__Task goal__.
Recast the lines below as a JSON list of strings, one string for each line, leaving out blank lines and the pictures.

Region labeling records:
---+---

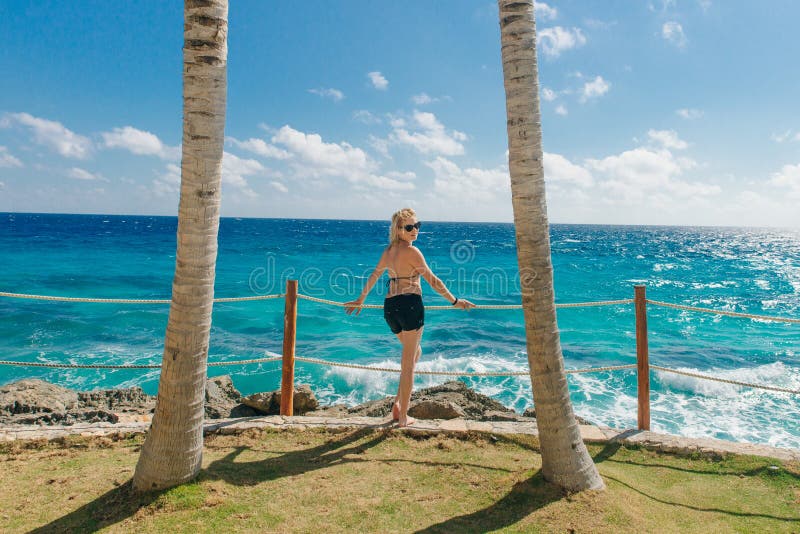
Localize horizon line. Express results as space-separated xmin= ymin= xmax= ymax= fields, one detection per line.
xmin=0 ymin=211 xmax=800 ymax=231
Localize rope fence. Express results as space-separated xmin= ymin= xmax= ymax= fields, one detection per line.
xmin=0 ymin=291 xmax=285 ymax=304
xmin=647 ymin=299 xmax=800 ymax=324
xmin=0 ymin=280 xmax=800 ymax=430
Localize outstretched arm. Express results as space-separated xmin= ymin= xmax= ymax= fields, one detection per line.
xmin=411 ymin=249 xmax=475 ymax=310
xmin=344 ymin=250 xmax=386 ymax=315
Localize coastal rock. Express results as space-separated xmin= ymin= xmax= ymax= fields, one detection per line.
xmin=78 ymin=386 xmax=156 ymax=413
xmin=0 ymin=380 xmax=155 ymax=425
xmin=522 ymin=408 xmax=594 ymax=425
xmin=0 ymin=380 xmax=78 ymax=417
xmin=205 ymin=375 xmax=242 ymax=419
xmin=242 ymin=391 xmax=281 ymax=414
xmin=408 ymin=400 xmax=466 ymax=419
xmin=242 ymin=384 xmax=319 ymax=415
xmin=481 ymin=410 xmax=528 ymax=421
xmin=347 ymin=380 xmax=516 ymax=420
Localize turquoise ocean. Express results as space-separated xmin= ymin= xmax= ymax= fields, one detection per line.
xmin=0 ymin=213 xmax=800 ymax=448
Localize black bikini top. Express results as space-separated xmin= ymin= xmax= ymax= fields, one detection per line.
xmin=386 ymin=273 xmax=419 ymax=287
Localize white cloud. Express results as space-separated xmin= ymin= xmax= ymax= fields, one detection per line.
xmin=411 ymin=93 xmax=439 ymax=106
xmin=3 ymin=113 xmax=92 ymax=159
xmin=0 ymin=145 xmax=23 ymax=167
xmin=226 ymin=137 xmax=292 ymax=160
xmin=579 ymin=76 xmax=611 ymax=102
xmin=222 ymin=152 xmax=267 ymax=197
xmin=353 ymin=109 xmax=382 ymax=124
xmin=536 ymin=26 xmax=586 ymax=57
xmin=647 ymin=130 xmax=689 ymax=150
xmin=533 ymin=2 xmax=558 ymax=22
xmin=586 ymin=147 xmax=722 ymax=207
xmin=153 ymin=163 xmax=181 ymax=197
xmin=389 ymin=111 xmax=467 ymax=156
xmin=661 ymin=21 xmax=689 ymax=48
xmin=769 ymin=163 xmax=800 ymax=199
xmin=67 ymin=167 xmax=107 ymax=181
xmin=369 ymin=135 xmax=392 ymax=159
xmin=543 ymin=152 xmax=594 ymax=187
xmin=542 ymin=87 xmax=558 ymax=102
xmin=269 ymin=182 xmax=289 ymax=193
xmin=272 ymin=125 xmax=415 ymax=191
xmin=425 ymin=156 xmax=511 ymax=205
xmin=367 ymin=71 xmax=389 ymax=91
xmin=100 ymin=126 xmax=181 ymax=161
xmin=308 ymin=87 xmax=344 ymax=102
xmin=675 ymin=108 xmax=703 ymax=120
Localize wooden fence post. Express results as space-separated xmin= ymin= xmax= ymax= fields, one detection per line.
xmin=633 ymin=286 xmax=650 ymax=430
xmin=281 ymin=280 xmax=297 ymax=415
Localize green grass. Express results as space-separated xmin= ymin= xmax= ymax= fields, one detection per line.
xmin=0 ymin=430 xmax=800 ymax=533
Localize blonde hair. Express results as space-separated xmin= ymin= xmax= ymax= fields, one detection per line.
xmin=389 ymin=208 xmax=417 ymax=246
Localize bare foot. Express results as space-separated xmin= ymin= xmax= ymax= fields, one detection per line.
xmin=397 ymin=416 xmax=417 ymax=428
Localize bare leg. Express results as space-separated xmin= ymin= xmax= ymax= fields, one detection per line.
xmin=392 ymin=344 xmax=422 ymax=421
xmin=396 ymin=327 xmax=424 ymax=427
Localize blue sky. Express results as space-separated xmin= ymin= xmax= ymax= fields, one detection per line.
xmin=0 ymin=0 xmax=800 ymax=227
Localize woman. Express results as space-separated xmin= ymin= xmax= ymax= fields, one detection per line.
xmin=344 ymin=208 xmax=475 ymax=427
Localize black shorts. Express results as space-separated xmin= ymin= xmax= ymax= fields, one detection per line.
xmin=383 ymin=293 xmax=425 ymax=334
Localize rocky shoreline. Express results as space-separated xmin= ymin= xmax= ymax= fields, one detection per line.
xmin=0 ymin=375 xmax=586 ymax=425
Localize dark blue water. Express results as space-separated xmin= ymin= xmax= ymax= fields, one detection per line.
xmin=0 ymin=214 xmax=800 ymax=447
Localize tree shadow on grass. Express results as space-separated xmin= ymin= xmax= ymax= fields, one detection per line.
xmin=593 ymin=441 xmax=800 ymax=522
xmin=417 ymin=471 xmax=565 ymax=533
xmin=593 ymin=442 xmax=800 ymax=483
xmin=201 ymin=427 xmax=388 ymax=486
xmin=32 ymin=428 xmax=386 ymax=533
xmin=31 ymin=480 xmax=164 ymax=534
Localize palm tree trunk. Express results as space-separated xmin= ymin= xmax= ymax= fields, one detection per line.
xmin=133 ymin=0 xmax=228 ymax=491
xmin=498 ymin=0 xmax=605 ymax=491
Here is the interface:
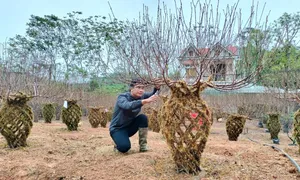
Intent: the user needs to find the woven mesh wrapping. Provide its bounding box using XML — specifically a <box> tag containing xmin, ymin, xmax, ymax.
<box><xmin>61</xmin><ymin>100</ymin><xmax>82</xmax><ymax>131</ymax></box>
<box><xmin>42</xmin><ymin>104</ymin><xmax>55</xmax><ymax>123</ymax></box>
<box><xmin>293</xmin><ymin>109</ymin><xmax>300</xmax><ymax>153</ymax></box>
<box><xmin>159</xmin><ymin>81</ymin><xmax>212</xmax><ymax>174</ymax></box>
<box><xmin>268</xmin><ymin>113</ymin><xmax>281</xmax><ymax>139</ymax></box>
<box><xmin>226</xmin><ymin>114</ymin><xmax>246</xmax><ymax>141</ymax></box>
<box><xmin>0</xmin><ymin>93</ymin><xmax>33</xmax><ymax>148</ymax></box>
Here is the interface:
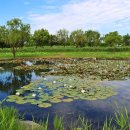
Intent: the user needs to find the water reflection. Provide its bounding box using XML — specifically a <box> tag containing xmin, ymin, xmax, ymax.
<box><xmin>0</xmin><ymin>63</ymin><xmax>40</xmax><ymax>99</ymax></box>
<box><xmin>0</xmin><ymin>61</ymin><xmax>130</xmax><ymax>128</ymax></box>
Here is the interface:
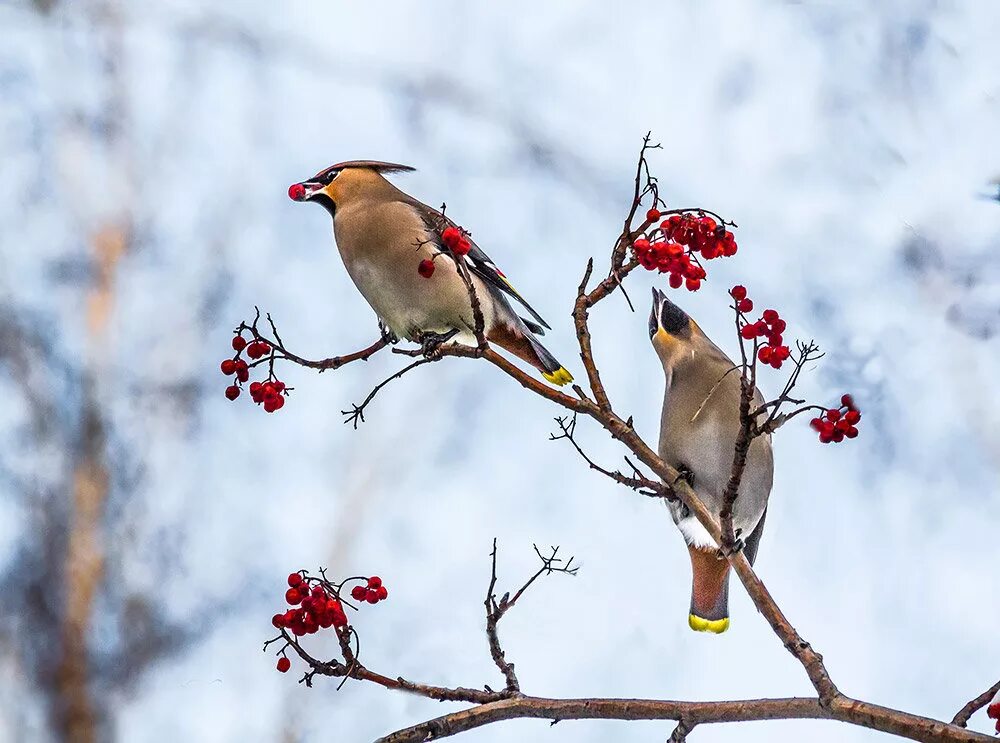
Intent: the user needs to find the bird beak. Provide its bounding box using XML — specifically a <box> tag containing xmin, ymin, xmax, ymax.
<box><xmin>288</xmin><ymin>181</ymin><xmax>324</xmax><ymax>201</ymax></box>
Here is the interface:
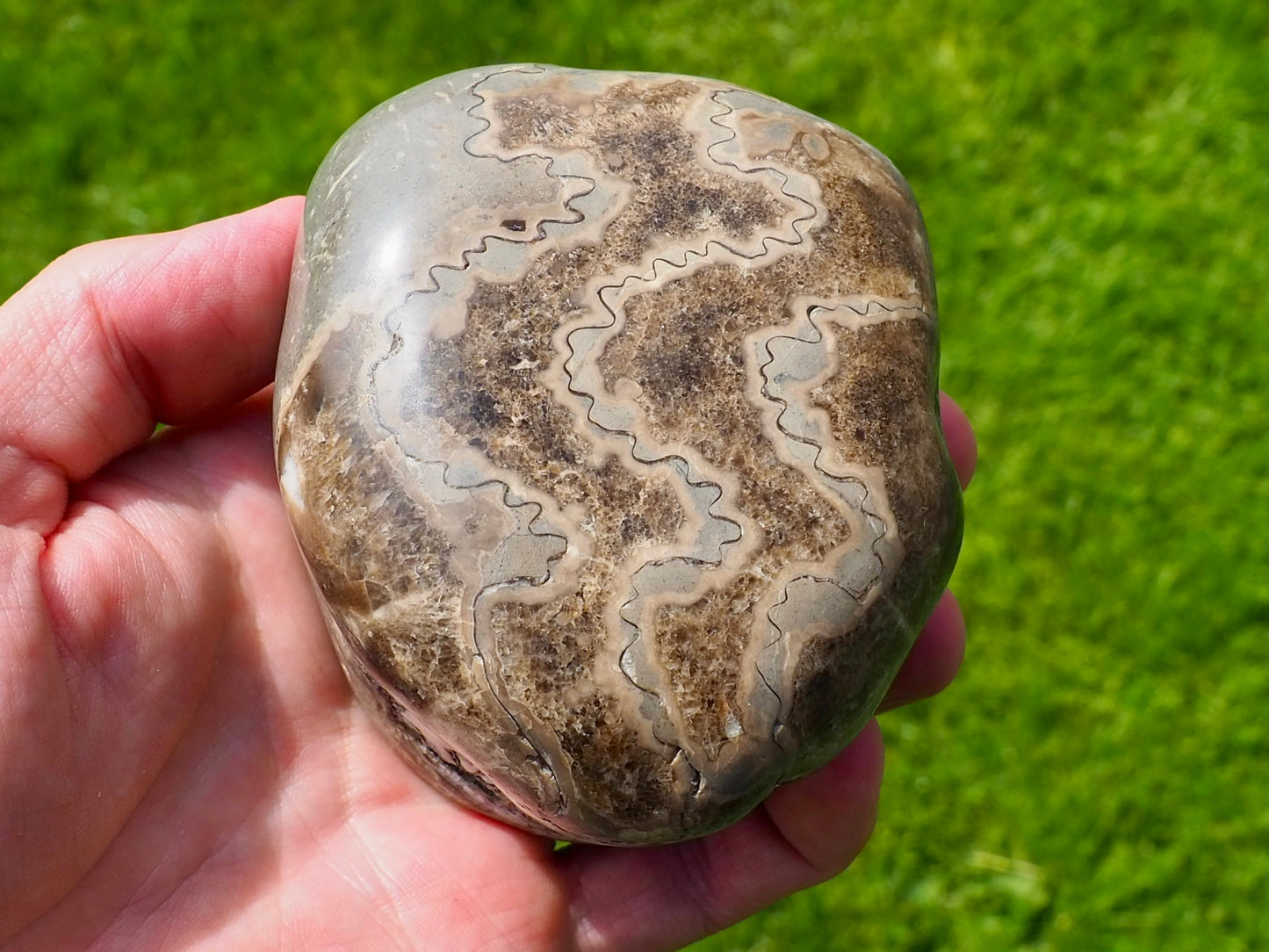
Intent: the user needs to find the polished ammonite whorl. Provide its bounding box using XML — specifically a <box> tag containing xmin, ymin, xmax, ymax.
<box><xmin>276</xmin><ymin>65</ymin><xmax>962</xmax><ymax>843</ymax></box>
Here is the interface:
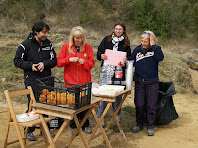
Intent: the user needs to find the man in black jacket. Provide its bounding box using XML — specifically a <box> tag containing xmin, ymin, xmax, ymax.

---+---

__Solved exercise__.
[
  "Localize horizon line. Express results as space-separated xmin= ymin= xmax= ymax= fields, one detection per line.",
  "xmin=0 ymin=211 xmax=800 ymax=231",
  "Localize rope fence. Express results as space-separated xmin= ymin= xmax= ymax= fields, one detection per line.",
  "xmin=0 ymin=291 xmax=285 ymax=304",
  "xmin=647 ymin=299 xmax=800 ymax=324",
  "xmin=0 ymin=280 xmax=800 ymax=430",
  "Localize outstretched arm. Express results as space-separated xmin= ymin= xmax= ymax= fields, one detection per line.",
  "xmin=411 ymin=249 xmax=475 ymax=310",
  "xmin=344 ymin=250 xmax=386 ymax=315",
  "Localize coastal rock. Express results as space-separated xmin= ymin= xmax= ymax= fields, one detection per line.",
  "xmin=78 ymin=386 xmax=156 ymax=413",
  "xmin=0 ymin=380 xmax=155 ymax=425",
  "xmin=522 ymin=408 xmax=594 ymax=425",
  "xmin=0 ymin=380 xmax=78 ymax=417",
  "xmin=205 ymin=375 xmax=242 ymax=419",
  "xmin=242 ymin=391 xmax=281 ymax=414",
  "xmin=408 ymin=400 xmax=466 ymax=419",
  "xmin=242 ymin=384 xmax=319 ymax=415",
  "xmin=481 ymin=410 xmax=528 ymax=421",
  "xmin=347 ymin=380 xmax=516 ymax=420",
  "Localize turquoise ocean. Express results as space-separated xmin= ymin= xmax= ymax= fields, one detection per line.",
  "xmin=0 ymin=213 xmax=800 ymax=448",
  "Localize black bikini top. Express results as space-separated xmin= ymin= xmax= ymax= fields, one detection per line.",
  "xmin=386 ymin=273 xmax=419 ymax=287",
  "Localize white cloud. Express results as space-separated xmin= ymin= xmax= ymax= fields, one detection per line.",
  "xmin=411 ymin=93 xmax=439 ymax=106",
  "xmin=3 ymin=113 xmax=92 ymax=159",
  "xmin=0 ymin=145 xmax=23 ymax=167",
  "xmin=226 ymin=137 xmax=292 ymax=160",
  "xmin=579 ymin=76 xmax=611 ymax=102",
  "xmin=222 ymin=152 xmax=267 ymax=197",
  "xmin=353 ymin=109 xmax=382 ymax=124",
  "xmin=536 ymin=26 xmax=586 ymax=57",
  "xmin=647 ymin=130 xmax=689 ymax=150",
  "xmin=533 ymin=2 xmax=558 ymax=22",
  "xmin=586 ymin=147 xmax=722 ymax=207",
  "xmin=153 ymin=163 xmax=181 ymax=197",
  "xmin=389 ymin=111 xmax=467 ymax=156",
  "xmin=661 ymin=21 xmax=689 ymax=48",
  "xmin=769 ymin=163 xmax=800 ymax=199",
  "xmin=67 ymin=167 xmax=107 ymax=181",
  "xmin=369 ymin=135 xmax=392 ymax=159",
  "xmin=543 ymin=152 xmax=594 ymax=187",
  "xmin=542 ymin=87 xmax=558 ymax=102",
  "xmin=269 ymin=182 xmax=289 ymax=193",
  "xmin=272 ymin=125 xmax=415 ymax=191",
  "xmin=425 ymin=156 xmax=511 ymax=205",
  "xmin=367 ymin=71 xmax=389 ymax=91",
  "xmin=100 ymin=126 xmax=181 ymax=161",
  "xmin=308 ymin=87 xmax=344 ymax=102",
  "xmin=675 ymin=108 xmax=703 ymax=120",
  "Localize wooden fence post. Express results as space-separated xmin= ymin= xmax= ymax= fields, one detection per line.",
  "xmin=633 ymin=286 xmax=650 ymax=430",
  "xmin=281 ymin=280 xmax=297 ymax=415",
  "Localize green grass. Express results as space-separated xmin= ymin= xmax= ymax= fields, one detection per line.",
  "xmin=0 ymin=430 xmax=800 ymax=533",
  "Localize blonde hair. Express results as space-separated xmin= ymin= xmax= ymax= fields, one detection per line.",
  "xmin=389 ymin=208 xmax=417 ymax=246",
  "Localize bare foot. Express results as space-separated xmin= ymin= xmax= ymax= fields, one detection per line.",
  "xmin=397 ymin=416 xmax=417 ymax=428",
  "Localize bare leg. Express results as space-separated xmin= ymin= xmax= ymax= fields, one detection per line.",
  "xmin=392 ymin=344 xmax=422 ymax=421",
  "xmin=396 ymin=327 xmax=424 ymax=427",
  "Localize blue sky. Express results as space-separated xmin= ymin= xmax= ymax= fields, one detection per line.",
  "xmin=0 ymin=0 xmax=800 ymax=227",
  "Localize woman. Express results as space-separated xmin= ymin= xmax= ymax= fields, one detection per line.",
  "xmin=344 ymin=208 xmax=475 ymax=427",
  "Localize black shorts. Express results as space-separated xmin= ymin= xmax= ymax= fields, one detection per line.",
  "xmin=383 ymin=293 xmax=425 ymax=334",
  "Localize rocky shoreline. Express results as space-separated xmin= ymin= xmax= ymax= fields, one detection per line.",
  "xmin=0 ymin=375 xmax=586 ymax=425",
  "Localize dark blue water. Express results as space-separated xmin= ymin= xmax= ymax= fields, one detection per line.",
  "xmin=0 ymin=214 xmax=800 ymax=447",
  "Localize tree shadow on grass. Express results as space-separated xmin= ymin= xmax= ymax= fields, one detection per line.",
  "xmin=593 ymin=441 xmax=800 ymax=522",
  "xmin=417 ymin=471 xmax=565 ymax=533",
  "xmin=593 ymin=442 xmax=800 ymax=483",
  "xmin=201 ymin=427 xmax=388 ymax=486",
  "xmin=32 ymin=428 xmax=386 ymax=533",
  "xmin=31 ymin=480 xmax=164 ymax=534",
  "Localize palm tree trunk. Express results as space-separated xmin= ymin= xmax= ymax= fields, one detection per line.",
  "xmin=133 ymin=0 xmax=228 ymax=491",
  "xmin=498 ymin=0 xmax=605 ymax=491",
  "Here is the interface:",
  "Intent: the user needs to find the woven mesh wrapping. Provide its bounding box using XML — specifically a <box> tag containing xmin, ymin, xmax, ymax.",
  "<box><xmin>61</xmin><ymin>100</ymin><xmax>82</xmax><ymax>131</ymax></box>",
  "<box><xmin>42</xmin><ymin>104</ymin><xmax>55</xmax><ymax>123</ymax></box>",
  "<box><xmin>293</xmin><ymin>109</ymin><xmax>300</xmax><ymax>153</ymax></box>",
  "<box><xmin>159</xmin><ymin>81</ymin><xmax>212</xmax><ymax>174</ymax></box>",
  "<box><xmin>268</xmin><ymin>113</ymin><xmax>281</xmax><ymax>139</ymax></box>",
  "<box><xmin>226</xmin><ymin>114</ymin><xmax>246</xmax><ymax>141</ymax></box>",
  "<box><xmin>0</xmin><ymin>93</ymin><xmax>33</xmax><ymax>148</ymax></box>",
  "Here is the interface:",
  "Intent: the user needs to find the water reflection. Provide its bounding box using XML — specifically a <box> tag containing xmin, ymin, xmax, ymax.",
  "<box><xmin>0</xmin><ymin>63</ymin><xmax>40</xmax><ymax>99</ymax></box>",
  "<box><xmin>0</xmin><ymin>61</ymin><xmax>130</xmax><ymax>128</ymax></box>",
  "Here is the interface:",
  "Intent: the user needs to find the bird beak. Provide its bounding box using XML — specifically a <box> tag containing xmin, ymin, xmax, ymax.",
  "<box><xmin>288</xmin><ymin>181</ymin><xmax>324</xmax><ymax>201</ymax></box>",
  "Here is the interface:",
  "Intent: the user needs to find the polished ammonite whorl. Provide its bounding box using XML — specifically a <box> tag containing xmin, ymin, xmax, ymax.",
  "<box><xmin>276</xmin><ymin>65</ymin><xmax>962</xmax><ymax>843</ymax></box>",
  "Here is the interface:",
  "Intent: the user needs to find the man in black jacket. Provide its bounding box using XML — specifically a <box> tag containing xmin, ymin, xmax, ymax."
]